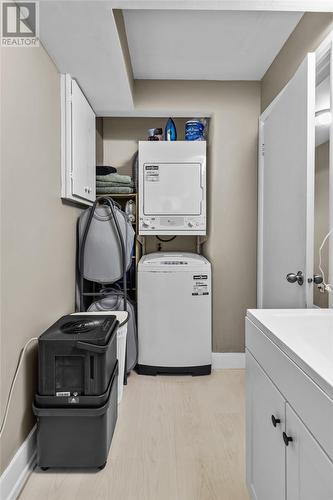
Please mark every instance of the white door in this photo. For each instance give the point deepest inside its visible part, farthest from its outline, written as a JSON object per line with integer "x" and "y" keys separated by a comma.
{"x": 265, "y": 422}
{"x": 309, "y": 469}
{"x": 286, "y": 194}
{"x": 83, "y": 145}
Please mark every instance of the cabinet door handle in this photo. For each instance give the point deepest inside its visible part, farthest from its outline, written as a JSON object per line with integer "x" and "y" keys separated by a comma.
{"x": 286, "y": 439}
{"x": 275, "y": 421}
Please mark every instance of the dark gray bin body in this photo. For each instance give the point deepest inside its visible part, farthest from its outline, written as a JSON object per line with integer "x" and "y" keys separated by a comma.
{"x": 77, "y": 437}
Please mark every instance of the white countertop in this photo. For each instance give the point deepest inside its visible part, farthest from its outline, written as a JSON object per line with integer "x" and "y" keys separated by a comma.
{"x": 305, "y": 335}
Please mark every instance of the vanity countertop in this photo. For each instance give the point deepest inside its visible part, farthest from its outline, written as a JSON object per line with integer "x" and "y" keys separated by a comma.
{"x": 305, "y": 335}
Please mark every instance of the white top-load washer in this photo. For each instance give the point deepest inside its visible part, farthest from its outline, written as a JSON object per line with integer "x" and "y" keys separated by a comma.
{"x": 172, "y": 187}
{"x": 174, "y": 314}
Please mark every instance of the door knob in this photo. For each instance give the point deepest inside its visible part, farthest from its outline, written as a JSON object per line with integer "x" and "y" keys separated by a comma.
{"x": 295, "y": 278}
{"x": 286, "y": 439}
{"x": 275, "y": 421}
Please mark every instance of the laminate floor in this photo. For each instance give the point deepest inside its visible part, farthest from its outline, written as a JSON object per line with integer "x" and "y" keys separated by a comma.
{"x": 177, "y": 438}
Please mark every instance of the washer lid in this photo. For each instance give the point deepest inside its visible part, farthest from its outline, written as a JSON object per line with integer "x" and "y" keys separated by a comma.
{"x": 179, "y": 260}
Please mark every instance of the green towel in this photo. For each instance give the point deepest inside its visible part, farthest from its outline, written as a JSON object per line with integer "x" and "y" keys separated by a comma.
{"x": 114, "y": 190}
{"x": 119, "y": 179}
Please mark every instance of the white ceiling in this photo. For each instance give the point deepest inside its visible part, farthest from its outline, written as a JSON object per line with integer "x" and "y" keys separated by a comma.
{"x": 205, "y": 45}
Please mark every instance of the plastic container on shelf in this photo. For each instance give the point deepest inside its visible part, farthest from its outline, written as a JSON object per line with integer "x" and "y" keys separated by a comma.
{"x": 195, "y": 129}
{"x": 122, "y": 317}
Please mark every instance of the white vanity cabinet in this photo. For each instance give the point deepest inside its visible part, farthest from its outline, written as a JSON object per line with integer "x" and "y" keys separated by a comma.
{"x": 289, "y": 426}
{"x": 309, "y": 469}
{"x": 265, "y": 447}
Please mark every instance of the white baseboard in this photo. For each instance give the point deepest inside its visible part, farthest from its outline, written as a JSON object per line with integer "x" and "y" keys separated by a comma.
{"x": 228, "y": 360}
{"x": 22, "y": 464}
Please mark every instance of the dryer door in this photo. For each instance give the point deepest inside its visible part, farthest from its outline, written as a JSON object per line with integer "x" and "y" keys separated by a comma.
{"x": 173, "y": 189}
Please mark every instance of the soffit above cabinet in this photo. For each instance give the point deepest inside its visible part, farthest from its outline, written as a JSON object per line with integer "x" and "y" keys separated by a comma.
{"x": 83, "y": 40}
{"x": 205, "y": 45}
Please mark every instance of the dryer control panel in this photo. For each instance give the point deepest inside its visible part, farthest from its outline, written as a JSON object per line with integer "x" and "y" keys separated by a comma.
{"x": 172, "y": 187}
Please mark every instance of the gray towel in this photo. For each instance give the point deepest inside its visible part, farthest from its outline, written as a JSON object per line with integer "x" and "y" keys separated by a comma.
{"x": 114, "y": 190}
{"x": 119, "y": 179}
{"x": 114, "y": 184}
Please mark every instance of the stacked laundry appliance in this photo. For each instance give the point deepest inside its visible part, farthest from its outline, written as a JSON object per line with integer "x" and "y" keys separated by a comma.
{"x": 76, "y": 403}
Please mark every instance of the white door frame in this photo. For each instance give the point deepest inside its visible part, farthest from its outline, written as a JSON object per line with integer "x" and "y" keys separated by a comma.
{"x": 325, "y": 48}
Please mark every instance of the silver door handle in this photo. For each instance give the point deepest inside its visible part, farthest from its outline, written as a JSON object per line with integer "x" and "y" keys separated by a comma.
{"x": 295, "y": 278}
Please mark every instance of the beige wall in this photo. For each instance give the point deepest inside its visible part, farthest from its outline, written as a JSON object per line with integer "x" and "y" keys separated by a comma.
{"x": 321, "y": 219}
{"x": 234, "y": 108}
{"x": 307, "y": 36}
{"x": 37, "y": 230}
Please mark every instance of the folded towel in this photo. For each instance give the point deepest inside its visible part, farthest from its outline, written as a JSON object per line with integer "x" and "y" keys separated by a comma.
{"x": 113, "y": 184}
{"x": 114, "y": 190}
{"x": 120, "y": 179}
{"x": 105, "y": 170}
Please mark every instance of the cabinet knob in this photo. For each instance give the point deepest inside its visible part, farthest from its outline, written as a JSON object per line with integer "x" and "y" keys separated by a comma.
{"x": 275, "y": 421}
{"x": 286, "y": 439}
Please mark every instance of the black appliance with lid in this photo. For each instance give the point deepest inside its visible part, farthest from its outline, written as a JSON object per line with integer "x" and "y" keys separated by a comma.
{"x": 77, "y": 356}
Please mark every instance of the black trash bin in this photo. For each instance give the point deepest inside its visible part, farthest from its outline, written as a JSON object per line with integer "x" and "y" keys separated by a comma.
{"x": 76, "y": 436}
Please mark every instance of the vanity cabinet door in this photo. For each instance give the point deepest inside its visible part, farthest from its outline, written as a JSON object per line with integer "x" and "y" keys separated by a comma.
{"x": 309, "y": 469}
{"x": 265, "y": 422}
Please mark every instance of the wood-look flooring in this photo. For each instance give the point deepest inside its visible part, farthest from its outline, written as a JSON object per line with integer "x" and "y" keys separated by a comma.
{"x": 177, "y": 438}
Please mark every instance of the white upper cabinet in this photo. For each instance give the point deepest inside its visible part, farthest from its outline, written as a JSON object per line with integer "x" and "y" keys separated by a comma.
{"x": 78, "y": 144}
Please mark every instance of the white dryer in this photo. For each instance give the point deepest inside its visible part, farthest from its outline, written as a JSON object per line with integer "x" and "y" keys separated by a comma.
{"x": 172, "y": 187}
{"x": 174, "y": 314}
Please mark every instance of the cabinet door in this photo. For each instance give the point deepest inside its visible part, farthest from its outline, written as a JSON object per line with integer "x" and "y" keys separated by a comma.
{"x": 265, "y": 454}
{"x": 83, "y": 145}
{"x": 309, "y": 470}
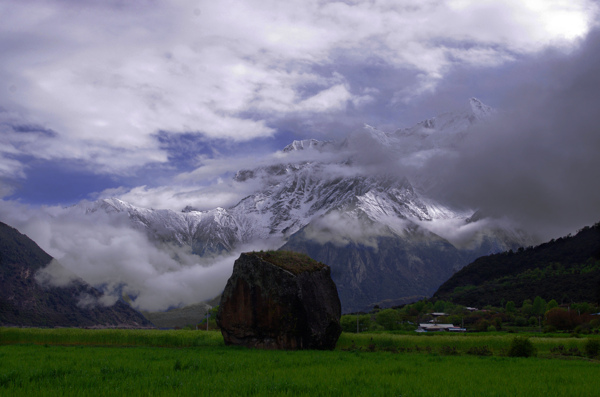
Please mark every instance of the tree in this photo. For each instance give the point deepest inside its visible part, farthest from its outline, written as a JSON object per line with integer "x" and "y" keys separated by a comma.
{"x": 551, "y": 305}
{"x": 521, "y": 347}
{"x": 439, "y": 306}
{"x": 510, "y": 307}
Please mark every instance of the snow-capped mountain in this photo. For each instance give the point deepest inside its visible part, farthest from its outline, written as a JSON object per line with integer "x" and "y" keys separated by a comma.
{"x": 357, "y": 205}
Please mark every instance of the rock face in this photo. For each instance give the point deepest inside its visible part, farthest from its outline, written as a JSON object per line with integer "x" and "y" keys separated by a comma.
{"x": 280, "y": 300}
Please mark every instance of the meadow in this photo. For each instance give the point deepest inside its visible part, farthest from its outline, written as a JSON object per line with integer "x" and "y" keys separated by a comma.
{"x": 69, "y": 362}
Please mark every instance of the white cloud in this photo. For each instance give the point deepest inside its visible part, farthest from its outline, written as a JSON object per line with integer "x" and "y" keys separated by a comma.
{"x": 105, "y": 251}
{"x": 107, "y": 78}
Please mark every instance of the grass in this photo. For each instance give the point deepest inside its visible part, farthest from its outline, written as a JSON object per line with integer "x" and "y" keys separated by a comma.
{"x": 131, "y": 362}
{"x": 294, "y": 262}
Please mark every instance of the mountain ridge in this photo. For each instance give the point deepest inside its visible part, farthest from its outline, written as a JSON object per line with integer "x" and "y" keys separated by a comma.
{"x": 321, "y": 197}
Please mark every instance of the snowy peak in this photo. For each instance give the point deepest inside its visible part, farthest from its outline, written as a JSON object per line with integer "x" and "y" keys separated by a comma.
{"x": 479, "y": 109}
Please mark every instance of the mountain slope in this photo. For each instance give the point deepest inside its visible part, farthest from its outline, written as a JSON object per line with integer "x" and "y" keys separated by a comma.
{"x": 25, "y": 302}
{"x": 566, "y": 269}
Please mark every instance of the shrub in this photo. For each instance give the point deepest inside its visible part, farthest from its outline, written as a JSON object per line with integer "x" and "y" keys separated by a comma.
{"x": 521, "y": 347}
{"x": 592, "y": 348}
{"x": 446, "y": 350}
{"x": 388, "y": 319}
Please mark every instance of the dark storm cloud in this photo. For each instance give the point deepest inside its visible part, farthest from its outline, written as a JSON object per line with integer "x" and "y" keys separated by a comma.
{"x": 538, "y": 162}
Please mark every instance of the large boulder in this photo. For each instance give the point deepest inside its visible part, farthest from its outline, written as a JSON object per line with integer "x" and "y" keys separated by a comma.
{"x": 280, "y": 300}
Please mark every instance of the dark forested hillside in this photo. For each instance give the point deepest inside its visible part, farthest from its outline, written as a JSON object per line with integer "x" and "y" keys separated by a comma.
{"x": 24, "y": 302}
{"x": 566, "y": 269}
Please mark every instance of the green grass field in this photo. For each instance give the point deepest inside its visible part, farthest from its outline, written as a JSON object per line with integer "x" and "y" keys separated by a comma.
{"x": 77, "y": 362}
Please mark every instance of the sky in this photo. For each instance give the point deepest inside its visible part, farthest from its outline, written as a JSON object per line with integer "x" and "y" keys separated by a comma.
{"x": 159, "y": 103}
{"x": 112, "y": 97}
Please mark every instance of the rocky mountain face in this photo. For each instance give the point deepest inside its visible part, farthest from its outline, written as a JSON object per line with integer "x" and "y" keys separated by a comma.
{"x": 359, "y": 205}
{"x": 280, "y": 300}
{"x": 26, "y": 298}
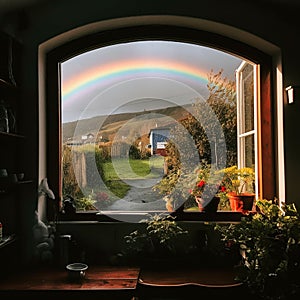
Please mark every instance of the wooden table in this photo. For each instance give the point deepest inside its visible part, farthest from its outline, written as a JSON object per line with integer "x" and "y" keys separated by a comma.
{"x": 100, "y": 282}
{"x": 189, "y": 282}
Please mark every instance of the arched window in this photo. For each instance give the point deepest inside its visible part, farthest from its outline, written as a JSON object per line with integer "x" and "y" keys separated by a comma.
{"x": 144, "y": 86}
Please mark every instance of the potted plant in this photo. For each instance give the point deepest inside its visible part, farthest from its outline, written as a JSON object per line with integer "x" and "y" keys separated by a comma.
{"x": 156, "y": 240}
{"x": 238, "y": 185}
{"x": 269, "y": 245}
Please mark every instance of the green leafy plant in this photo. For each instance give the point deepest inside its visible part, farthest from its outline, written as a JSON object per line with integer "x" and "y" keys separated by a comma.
{"x": 238, "y": 180}
{"x": 156, "y": 239}
{"x": 269, "y": 244}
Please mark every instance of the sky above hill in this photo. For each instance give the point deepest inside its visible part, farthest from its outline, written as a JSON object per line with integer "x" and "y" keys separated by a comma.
{"x": 139, "y": 76}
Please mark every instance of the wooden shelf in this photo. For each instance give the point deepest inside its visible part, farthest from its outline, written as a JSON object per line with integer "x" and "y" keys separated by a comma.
{"x": 7, "y": 187}
{"x": 6, "y": 240}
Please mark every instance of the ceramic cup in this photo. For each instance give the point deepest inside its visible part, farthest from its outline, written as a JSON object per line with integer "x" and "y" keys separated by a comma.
{"x": 3, "y": 173}
{"x": 76, "y": 271}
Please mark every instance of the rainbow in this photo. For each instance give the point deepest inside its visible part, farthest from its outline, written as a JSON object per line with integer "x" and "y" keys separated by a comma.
{"x": 122, "y": 70}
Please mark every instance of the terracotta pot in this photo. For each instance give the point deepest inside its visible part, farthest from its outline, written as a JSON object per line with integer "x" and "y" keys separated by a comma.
{"x": 209, "y": 205}
{"x": 241, "y": 202}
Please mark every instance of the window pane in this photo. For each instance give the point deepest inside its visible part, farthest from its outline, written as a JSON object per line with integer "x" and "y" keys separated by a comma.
{"x": 134, "y": 113}
{"x": 247, "y": 106}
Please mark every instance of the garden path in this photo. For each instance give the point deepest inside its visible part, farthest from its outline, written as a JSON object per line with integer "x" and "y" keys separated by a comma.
{"x": 140, "y": 197}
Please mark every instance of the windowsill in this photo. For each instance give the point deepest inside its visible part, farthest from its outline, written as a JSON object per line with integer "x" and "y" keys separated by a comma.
{"x": 113, "y": 216}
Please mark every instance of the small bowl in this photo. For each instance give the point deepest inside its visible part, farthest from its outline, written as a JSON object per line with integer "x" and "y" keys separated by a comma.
{"x": 76, "y": 271}
{"x": 20, "y": 176}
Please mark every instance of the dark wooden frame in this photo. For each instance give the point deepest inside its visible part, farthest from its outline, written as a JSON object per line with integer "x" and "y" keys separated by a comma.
{"x": 267, "y": 170}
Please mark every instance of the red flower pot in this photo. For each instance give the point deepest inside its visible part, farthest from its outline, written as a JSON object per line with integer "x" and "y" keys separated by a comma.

_ _ _ _ _

• [What is being asked] Would you give again, word for word, every line from the one with "Please mark every instance of the terracotta" through the final line of the listing above?

• [Answer to the problem]
Please mark every instance of the terracotta pot in this photo. For each instance give the point deepest inside its visible part, farthest from its outline, written as a JSON object per line with integer "x" and "y" keys separated by a comma.
{"x": 209, "y": 205}
{"x": 241, "y": 202}
Please mark every instance of the window pane in this photo. For each instance give the point deepest inside its visible part, farthest from its outline, written as a JSON object per line with integer "x" and "y" keys separated by a comma.
{"x": 134, "y": 113}
{"x": 247, "y": 106}
Please mark every instance of the garden path in this photo. For each instance give the point deepest inside its visible part, farthest from its outline, written as a JSON object per line with integer "x" and "y" keys separated by a comma.
{"x": 140, "y": 197}
Please mark every instance of the windowsill in this photo. For each instance give the point deepest inside its visible part, farthest from its outline, written as a JSON object per line with integer "x" and "y" keys separated by a comma.
{"x": 113, "y": 216}
Please mark every instance of the small bowl in this photo. For each instance give the point deepest inside its visible part, farthest from its outline, written as a JSON object per line with integer "x" and "y" keys separated by a comma.
{"x": 76, "y": 271}
{"x": 20, "y": 176}
Please mark every instance of the dark wooden frame in this photo. For each instance give the point deepest inside its visible part, farthest from its outline, written as a JSON object per line with integer "x" and "y" keys separated by a comma.
{"x": 267, "y": 170}
Please mark every instance of the red flower pot in this photo. For each instance give the point deepest inside its visible part, farthest from its outline, written as a JSON object per line with integer "x" and "y" keys separated by a comma.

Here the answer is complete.